(Excerpts of location labeling data)
━━━━━━

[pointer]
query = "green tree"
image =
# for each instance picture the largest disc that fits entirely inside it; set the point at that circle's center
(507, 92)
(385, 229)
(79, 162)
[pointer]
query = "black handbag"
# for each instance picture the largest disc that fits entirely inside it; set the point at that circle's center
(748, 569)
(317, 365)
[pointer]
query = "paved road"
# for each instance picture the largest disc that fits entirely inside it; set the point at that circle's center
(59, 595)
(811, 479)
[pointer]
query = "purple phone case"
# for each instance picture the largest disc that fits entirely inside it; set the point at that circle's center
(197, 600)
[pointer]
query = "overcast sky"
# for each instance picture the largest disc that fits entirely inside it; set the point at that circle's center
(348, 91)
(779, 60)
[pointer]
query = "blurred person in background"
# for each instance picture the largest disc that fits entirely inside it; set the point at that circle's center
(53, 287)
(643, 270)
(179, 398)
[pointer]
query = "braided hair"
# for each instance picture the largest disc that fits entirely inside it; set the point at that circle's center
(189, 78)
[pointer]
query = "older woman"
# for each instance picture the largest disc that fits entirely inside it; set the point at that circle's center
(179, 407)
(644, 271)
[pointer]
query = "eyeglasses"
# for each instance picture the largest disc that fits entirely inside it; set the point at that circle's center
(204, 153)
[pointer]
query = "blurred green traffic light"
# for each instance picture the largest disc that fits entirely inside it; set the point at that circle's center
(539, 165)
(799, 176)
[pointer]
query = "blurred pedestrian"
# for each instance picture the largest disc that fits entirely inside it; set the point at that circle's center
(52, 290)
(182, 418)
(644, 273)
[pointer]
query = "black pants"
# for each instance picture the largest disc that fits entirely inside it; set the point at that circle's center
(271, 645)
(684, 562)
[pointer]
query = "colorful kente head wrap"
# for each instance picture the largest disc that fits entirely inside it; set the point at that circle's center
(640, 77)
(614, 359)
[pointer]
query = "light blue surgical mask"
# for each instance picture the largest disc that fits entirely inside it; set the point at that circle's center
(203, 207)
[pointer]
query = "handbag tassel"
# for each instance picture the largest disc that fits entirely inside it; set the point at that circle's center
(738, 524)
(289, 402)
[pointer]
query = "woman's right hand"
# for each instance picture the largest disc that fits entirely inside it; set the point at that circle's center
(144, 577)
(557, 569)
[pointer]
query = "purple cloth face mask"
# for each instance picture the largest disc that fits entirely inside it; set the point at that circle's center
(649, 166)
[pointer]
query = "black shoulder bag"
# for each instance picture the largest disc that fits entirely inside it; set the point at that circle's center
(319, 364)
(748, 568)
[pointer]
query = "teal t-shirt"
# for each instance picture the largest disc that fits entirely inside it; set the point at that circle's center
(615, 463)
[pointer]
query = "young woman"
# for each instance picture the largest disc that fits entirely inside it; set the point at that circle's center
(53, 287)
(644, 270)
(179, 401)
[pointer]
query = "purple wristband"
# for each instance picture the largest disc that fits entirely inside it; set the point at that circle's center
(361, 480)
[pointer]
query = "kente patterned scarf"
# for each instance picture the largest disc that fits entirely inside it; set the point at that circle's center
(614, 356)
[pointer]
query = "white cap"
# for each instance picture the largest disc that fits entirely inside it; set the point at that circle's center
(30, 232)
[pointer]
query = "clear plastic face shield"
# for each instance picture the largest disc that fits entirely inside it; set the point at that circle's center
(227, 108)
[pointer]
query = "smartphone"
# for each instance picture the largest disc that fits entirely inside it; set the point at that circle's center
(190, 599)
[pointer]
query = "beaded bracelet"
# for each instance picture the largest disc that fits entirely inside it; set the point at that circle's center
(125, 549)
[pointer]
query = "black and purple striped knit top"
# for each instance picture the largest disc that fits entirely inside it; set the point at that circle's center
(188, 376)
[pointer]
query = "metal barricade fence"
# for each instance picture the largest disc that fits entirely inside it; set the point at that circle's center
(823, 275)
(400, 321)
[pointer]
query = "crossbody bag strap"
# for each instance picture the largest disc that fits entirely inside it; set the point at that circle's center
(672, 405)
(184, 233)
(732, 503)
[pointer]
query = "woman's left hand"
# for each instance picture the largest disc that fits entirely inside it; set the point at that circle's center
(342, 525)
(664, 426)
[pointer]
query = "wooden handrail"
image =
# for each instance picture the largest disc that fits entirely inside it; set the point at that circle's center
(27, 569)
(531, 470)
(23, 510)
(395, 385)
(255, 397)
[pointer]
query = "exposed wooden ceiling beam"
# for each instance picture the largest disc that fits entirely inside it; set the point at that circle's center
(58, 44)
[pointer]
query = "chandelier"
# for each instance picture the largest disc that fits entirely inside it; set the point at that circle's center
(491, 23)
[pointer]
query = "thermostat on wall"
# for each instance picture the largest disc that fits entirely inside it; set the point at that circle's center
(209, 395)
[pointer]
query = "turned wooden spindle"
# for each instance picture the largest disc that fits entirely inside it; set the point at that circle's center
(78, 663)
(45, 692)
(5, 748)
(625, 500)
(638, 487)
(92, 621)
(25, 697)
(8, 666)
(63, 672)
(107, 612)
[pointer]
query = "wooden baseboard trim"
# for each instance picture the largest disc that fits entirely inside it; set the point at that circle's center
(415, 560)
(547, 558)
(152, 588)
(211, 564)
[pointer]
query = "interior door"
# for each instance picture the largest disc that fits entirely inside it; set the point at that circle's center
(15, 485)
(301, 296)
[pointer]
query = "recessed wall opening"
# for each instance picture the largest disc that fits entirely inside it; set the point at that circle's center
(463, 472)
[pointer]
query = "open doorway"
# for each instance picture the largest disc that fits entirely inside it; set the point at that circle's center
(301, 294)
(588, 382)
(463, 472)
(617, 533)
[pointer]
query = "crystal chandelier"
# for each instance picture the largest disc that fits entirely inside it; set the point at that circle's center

━━━━━━

WRITTEN REQUEST:
From the entries above, extract every line that contains the word "blurred", matching case exactly.

RESULT OF THIS TASK:
query = "blurred person in background"
query = "blurred green traffic light"
query = "blurred pedestrian"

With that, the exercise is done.